══ Extracted text

Learning from Physical Human Feedback: An Object-Centric One-Shot Adaptation Method
ICRAMar 9, 2022Outstanding Physical Human-Robot Interaction Paper
For robots to be effectively deployed in novel environments and tasks, they
must be able to understand the feedback expressed by humans during
intervention. This can either correct undesirable behavior or indicate
additional preferences. Existing methods either require repeated episodes of
interactions or assume prior known reward features, which is data-inefficient
and can hardly transfer to new tasks. We relax these assumptions by describing
human tasks in terms of object-centric sub-tasks and interpreting physical
interventions in relation to specific objects. Our method, Object Preference
Adaptation (OPA), is composed of two key stages: 1) pre-training a base policy
to produce a wide variety of behaviors, and 2) online-updating according to
human feedback. The key to our fast, yet simple adaptation is that general
interaction dynamics between agents and objects are fixed, and only
object-specific preferences are updated. Our adaptation occurs online, requires
only one human intervention (one-shot), and produces new behaviors never seen
during training. Trained on cheap synthetic data instead of expensive human
demonstrations, our policy correctly adapts to human perturbations on realistic
tasks on a physical 7DOF robot. Videos, code, and supplementary material are
provided.

════

▸ **Exercise requirements**:
A. Answer these questions about the abstract above:
(i) What is the full name of the method abbreviated OPA?
(ii) How many human interventions does the adaptation require?
(iii) On what kind of robot was the policy tested?
B. Find every line in the entries below that contains the string "shorts". Case counts.

══ Supplied information

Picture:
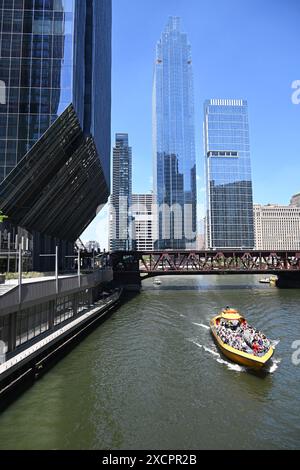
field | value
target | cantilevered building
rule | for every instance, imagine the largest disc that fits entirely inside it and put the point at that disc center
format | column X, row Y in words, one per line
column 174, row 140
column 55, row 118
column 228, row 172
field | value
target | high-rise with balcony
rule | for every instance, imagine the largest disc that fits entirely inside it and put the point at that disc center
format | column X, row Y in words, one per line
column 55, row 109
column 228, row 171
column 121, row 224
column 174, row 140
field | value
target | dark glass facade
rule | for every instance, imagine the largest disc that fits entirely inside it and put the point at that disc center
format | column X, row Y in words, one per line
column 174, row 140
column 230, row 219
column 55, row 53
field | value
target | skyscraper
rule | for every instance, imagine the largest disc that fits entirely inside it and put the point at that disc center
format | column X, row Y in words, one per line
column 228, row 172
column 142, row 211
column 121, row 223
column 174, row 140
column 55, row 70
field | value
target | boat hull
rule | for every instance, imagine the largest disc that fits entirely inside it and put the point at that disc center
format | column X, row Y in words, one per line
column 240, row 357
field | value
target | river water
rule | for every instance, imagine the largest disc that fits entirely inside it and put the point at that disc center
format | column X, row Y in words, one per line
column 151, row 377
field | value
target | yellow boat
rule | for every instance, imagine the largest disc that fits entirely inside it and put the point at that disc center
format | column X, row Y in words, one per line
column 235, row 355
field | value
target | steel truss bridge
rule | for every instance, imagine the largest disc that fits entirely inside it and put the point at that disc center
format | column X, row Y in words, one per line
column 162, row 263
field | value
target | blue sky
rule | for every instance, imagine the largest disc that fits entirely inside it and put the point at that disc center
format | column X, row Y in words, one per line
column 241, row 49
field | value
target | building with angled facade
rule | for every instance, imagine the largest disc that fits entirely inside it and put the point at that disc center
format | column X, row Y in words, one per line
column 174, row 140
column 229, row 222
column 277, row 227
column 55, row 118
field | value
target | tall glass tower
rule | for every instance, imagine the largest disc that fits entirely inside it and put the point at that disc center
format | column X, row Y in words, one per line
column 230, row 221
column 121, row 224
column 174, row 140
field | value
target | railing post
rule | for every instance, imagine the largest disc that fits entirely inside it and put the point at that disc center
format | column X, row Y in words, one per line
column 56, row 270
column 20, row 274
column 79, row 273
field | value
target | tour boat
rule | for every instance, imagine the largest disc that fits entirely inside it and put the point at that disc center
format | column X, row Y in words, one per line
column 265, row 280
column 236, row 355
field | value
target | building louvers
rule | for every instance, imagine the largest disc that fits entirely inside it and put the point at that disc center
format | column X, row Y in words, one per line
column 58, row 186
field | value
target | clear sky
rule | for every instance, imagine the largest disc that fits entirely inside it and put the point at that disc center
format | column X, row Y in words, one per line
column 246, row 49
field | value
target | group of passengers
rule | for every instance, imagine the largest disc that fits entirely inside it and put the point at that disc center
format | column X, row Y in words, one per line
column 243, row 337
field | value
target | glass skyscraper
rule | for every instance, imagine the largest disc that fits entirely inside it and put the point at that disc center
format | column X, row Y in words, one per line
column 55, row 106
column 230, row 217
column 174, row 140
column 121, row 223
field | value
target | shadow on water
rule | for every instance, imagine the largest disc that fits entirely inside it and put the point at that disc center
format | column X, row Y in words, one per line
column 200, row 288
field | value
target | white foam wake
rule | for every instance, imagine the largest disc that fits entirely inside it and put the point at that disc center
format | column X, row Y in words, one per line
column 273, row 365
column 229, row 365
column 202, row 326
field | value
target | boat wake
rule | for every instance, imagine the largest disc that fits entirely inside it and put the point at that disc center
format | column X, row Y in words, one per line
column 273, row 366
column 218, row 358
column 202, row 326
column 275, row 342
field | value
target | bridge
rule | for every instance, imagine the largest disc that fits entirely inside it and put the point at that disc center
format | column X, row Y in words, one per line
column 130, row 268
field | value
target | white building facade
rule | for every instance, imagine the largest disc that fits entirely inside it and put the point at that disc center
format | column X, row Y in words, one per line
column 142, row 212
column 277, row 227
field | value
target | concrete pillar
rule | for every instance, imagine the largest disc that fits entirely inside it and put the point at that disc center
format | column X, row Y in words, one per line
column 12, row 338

════
══ Supplied information

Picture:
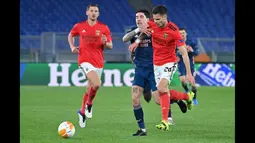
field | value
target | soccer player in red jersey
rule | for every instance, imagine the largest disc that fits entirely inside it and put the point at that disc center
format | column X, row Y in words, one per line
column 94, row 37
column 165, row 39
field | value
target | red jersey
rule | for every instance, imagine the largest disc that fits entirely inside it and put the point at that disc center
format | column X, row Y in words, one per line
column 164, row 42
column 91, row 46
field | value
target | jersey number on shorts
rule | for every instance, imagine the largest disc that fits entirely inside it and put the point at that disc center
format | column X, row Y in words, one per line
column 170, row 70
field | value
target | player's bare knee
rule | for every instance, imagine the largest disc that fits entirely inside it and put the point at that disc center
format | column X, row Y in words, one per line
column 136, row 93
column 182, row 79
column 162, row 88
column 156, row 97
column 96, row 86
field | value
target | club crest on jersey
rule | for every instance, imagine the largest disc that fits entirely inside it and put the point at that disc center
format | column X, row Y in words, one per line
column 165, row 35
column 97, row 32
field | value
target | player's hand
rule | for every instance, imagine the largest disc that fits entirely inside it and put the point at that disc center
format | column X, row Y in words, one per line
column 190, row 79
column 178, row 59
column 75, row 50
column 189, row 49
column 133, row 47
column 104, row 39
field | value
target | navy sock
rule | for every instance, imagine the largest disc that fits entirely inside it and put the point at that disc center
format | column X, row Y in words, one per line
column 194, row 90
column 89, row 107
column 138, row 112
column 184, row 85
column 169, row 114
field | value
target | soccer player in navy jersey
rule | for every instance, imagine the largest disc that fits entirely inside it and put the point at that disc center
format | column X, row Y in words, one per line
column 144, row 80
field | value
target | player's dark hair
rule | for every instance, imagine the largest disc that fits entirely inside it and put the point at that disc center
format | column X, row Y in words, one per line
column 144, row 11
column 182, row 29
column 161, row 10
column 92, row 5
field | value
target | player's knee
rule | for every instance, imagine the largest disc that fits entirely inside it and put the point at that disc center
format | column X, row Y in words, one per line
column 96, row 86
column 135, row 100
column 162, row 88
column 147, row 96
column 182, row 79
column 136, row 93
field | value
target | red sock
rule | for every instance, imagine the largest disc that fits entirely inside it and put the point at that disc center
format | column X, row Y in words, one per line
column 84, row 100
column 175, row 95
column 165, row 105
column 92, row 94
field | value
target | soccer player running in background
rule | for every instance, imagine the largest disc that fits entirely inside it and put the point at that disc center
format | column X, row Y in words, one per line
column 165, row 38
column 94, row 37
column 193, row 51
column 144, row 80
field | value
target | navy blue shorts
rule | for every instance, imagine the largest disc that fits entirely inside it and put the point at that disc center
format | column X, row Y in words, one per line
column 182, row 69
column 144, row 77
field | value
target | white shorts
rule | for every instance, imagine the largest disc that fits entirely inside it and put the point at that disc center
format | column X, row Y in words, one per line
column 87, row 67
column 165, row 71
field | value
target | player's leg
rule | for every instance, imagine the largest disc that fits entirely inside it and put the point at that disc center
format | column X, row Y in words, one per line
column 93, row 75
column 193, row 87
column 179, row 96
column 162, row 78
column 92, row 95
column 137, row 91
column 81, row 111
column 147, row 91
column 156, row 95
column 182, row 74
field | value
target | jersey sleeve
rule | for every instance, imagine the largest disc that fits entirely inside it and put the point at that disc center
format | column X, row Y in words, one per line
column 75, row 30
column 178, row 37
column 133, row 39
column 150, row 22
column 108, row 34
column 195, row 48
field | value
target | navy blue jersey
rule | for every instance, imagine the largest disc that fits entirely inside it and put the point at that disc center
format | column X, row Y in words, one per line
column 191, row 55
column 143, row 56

════
══ Supplied information

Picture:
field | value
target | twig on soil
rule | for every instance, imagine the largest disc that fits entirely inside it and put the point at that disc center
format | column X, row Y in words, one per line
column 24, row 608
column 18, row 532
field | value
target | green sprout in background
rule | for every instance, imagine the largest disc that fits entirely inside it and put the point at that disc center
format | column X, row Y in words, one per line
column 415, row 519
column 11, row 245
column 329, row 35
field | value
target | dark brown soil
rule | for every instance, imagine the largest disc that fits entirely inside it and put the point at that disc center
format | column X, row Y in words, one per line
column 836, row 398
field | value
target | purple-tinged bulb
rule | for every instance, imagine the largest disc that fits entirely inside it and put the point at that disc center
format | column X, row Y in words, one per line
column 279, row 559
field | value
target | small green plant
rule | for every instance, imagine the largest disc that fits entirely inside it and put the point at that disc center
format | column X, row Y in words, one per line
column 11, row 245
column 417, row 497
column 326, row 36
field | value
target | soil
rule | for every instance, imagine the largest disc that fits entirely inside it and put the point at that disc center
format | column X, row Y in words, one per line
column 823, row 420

════

▸ **Per-task answers**:
A.
(i) Object Preference Adaptation
(ii) One (one-shot)
(iii) A physical 7DOF robot

B.
target | jersey number on shorts
target | navy blue shorts
target | white shorts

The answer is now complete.